> **Brief**
Swap "bus" for "coach" everywhere in the listing below, leaving every other part untouched. Omit the pictures from your reply.

(Coordinate labeling data)
• • •
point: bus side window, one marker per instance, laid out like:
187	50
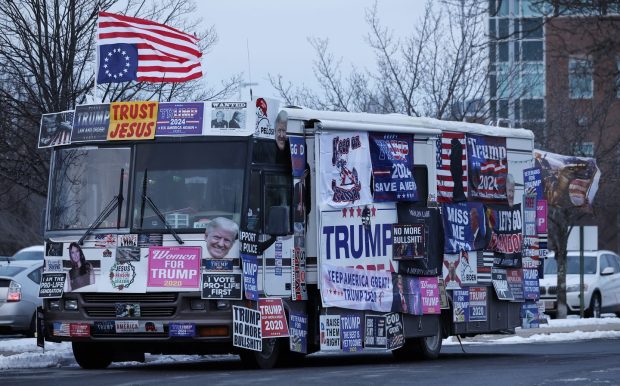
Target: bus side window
255	210
277	192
• • •
> **Exercise result**
point: coach side window, one marker per instance, laid out like:
187	50
Target: coach side window
255	210
277	192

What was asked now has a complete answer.